> _TASK GOAL_: Copy all entries exactly.

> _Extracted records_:

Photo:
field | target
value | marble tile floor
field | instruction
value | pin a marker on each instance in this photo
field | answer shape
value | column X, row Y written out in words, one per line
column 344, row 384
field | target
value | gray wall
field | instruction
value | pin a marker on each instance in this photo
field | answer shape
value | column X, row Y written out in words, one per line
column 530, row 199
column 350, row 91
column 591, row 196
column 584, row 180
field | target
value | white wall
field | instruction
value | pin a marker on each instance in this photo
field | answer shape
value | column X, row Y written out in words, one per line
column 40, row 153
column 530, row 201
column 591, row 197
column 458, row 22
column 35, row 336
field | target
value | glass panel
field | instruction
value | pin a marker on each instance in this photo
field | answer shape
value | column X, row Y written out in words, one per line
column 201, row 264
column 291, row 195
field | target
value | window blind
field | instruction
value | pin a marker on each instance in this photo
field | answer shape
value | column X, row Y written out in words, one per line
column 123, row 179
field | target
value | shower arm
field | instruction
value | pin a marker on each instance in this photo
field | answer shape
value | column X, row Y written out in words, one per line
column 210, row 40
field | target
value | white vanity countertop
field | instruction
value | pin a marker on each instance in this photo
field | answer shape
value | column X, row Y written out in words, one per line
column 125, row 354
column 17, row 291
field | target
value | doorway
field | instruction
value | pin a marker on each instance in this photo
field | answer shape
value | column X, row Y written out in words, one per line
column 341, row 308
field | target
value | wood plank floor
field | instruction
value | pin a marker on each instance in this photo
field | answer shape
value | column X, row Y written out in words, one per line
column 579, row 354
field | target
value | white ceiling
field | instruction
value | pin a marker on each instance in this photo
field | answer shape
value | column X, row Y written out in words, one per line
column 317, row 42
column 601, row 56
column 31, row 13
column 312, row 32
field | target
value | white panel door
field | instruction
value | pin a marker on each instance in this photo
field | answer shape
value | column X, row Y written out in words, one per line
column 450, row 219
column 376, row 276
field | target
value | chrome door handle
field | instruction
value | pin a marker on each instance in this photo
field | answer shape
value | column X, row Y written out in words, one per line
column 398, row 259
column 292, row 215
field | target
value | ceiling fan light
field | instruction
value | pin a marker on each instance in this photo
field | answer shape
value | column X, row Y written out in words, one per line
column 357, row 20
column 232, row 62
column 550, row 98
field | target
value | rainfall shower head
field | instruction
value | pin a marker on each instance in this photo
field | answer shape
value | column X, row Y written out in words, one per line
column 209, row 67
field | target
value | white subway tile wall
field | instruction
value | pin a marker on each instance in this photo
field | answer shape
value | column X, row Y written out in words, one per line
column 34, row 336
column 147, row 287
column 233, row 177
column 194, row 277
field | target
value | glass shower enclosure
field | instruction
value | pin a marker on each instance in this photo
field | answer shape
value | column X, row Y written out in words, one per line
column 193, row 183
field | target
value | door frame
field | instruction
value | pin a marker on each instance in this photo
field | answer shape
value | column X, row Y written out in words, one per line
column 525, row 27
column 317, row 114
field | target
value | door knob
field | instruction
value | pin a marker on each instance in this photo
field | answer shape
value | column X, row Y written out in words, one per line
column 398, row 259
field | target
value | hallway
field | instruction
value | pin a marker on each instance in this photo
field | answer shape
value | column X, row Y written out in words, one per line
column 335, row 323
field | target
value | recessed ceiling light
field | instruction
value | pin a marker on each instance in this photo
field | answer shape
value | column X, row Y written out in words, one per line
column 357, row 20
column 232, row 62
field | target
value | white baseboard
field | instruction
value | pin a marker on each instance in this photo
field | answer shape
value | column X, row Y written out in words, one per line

> _TASK SOLUTION_:
Photo:
field | target
value | marble tile floor
field | instruction
value | pin a marker on each instance in this photo
field | answer shape
value | column X, row Y written out in words, one per line
column 344, row 384
field | target
value | gray wall
field | instruction
value | pin a marker on each instance in this photo
field | answer shape
value | column X, row Y written out in words, one per line
column 530, row 199
column 350, row 91
column 591, row 196
column 584, row 180
field | target
value | white wall
field | instruction
value | pin a marker on each instance in this photo
field | answer shape
value | column X, row Y written out in words, one per line
column 40, row 153
column 530, row 201
column 591, row 197
column 458, row 22
column 35, row 336
field | target
value | glass panel
field | instruction
value | pin a marker on each instance in this photo
field | answer shape
value | column X, row Y written out in words, one per line
column 201, row 264
column 291, row 195
field | target
value | window blind
field | instruction
value | pin a marker on each instance in this photo
field | answer shape
value | column X, row Y written out in words, one per line
column 123, row 179
field | target
value | shower arm
field | instruction
value | pin a marker on each instance in this photo
field | answer shape
value | column X, row Y written out in words, one per line
column 210, row 40
field | target
value | white vanity countertop
field | instruction
value | pin a marker on each instance in this photo
field | answer shape
value | column X, row Y written out in words, one per line
column 125, row 354
column 17, row 291
field | target
value | doorway
field | instruction
value | pin a marker on each instance in this photo
field | answer shape
value | column X, row Y written out in words, one per line
column 341, row 308
field | target
value | wood plank floor
field | instruction
value | pin a marker on each instance in this photo
field | answer shape
value | column X, row Y written out in words, one per line
column 579, row 354
field | target
value | white ceiling
field | instruction
value | pin a marker on each instance in this photo
field | answer shape
value | column X, row Y written out in words, one per line
column 317, row 42
column 601, row 56
column 31, row 13
column 312, row 32
field | target
value | white panel door
field | instruction
value | pin a marker on each instance in this photo
field | answer shape
value | column X, row Y written out in words, one per line
column 450, row 219
column 376, row 276
field | target
value | chrome door handle
field | instruction
value | pin a marker on each instance in this photo
field | answer shape
value | column X, row Y written out in words, one per line
column 398, row 259
column 292, row 215
field | target
value | ceiling fan light
field | instruction
value | pin a marker on each instance in this photo
field | answer shape
value | column X, row Y written out in words, one per line
column 357, row 20
column 232, row 62
column 550, row 98
field | target
value | rainfall shower head
field | instruction
value | pin a marker on each instance in this photo
field | answer shape
value | column X, row Y written out in words, one per line
column 209, row 67
field | target
value | white subway tile wall
field | instruction
value | pin a marker on each instance in this photo
field | answer shape
value | column X, row Y written out in words, one per line
column 34, row 336
column 147, row 287
column 233, row 177
column 194, row 277
field | target
value | glass shower enclosure
field | instruction
value | pin a marker on each instance in this photo
field | answer shape
value | column X, row Y written out in words, one per line
column 193, row 183
field | target
value | door frame
field | instruction
value | pin a marker on each instance in this photo
field | answer shape
value | column X, row Y written out in words, one per line
column 525, row 27
column 317, row 114
field | target
value | door knob
field | instruction
value | pin a marker on each instance in this photo
field | answer shape
value | column X, row Y written out in words, one per line
column 398, row 259
field | target
value | hallway
field | instruction
value | pin a marker on each instance in this photo
field | answer shape
value | column X, row Y written out in words, one per line
column 335, row 323
field | target
value | recessed ceiling light
field | instruction
value | pin a marker on each instance in this photo
field | answer shape
value | column X, row Y written out in words, one per line
column 357, row 20
column 232, row 62
field | target
value | white baseboard
field | instruction
value | pin a marker on each instance in this photo
field | answer shape
value | column X, row Y written out in words, one per line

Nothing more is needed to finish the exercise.